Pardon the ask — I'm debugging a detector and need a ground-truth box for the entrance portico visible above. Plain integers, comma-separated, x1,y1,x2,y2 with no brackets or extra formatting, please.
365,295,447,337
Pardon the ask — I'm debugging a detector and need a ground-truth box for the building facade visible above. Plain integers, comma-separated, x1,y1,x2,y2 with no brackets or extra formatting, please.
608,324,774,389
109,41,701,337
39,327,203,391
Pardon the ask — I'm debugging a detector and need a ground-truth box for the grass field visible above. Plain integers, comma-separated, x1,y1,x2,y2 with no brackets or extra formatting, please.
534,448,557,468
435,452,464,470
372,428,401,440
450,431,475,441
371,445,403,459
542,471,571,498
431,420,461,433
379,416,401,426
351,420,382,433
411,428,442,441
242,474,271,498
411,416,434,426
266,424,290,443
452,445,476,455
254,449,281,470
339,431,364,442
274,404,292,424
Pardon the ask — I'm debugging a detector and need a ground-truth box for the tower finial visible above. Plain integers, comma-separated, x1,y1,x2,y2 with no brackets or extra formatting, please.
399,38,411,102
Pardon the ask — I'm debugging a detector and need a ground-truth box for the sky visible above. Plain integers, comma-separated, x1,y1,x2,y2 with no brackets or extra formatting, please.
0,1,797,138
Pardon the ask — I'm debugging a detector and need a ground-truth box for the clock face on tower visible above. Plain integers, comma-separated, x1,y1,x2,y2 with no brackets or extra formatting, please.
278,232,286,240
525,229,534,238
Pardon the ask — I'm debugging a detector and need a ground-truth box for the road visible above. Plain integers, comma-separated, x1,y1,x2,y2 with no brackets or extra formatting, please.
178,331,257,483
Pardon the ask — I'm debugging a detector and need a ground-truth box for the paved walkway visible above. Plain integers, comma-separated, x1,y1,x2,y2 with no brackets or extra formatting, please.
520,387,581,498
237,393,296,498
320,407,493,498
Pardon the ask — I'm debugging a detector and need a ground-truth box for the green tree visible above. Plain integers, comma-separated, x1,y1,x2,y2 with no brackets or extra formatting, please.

--

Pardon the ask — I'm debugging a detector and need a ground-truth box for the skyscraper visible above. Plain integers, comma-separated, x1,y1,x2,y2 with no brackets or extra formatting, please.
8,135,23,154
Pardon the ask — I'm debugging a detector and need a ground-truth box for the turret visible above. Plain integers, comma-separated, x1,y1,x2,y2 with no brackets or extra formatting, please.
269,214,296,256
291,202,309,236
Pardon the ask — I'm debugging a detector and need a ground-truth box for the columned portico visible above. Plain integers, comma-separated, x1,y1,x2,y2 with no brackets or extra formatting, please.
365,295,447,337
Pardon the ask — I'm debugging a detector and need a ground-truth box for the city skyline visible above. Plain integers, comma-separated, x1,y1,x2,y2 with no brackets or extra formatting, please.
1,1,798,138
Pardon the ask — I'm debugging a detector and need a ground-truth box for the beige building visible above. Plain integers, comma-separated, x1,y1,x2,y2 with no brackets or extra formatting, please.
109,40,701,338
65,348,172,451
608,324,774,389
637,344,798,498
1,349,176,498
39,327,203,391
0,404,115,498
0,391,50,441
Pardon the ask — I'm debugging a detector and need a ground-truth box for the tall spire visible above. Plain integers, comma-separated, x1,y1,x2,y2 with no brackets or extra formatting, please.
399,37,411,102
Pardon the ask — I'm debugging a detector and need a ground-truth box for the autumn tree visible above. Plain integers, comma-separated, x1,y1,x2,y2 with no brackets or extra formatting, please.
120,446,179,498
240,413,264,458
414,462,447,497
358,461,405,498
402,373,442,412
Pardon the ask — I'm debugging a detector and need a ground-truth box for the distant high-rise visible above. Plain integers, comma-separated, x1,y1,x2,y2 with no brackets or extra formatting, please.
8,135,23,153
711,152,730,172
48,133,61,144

WHAT IS EXPECTED:
Output the lines of the records above exactly as they appear, from the line containing "the sky visible" through the line containing "for the green".

RESULT:
Pardon the ask — I'm debugging a detector and need a ground-truth box for the sky visible above. Plain integers, comma-separated, x1,y1,x2,y2 with no brackets or extra formatting, please.
0,1,797,138
Pardon the ask — I'm debugging a detector and need a ground-truth box for the clock face on tower visible above. Plain integers, comma-separated, x1,y1,x2,y2 with no brackets or extra formatting, please.
278,232,286,240
525,229,534,238
Pardon the ask — I'm debugging a detector and need a ground-truth box for the road visible above. Plain integers, comma-separated, x1,y1,x2,y2 with no brackets or extra formatting, please.
178,331,257,483
Pardon the ask — I'm debugging a detector and need a ground-truth box for the paved walkway visible above. Plain integers, comma-separated, x1,y1,x2,y2 with no brackets or extra formatting, please.
520,387,581,498
237,393,296,498
320,407,493,498
Pardon the ask — I'm debugging a detector and need a ground-truth box for the green tree visible above. Plain integers, comma-separated, x1,y1,x2,y2 with no brackets or extra formatting, please.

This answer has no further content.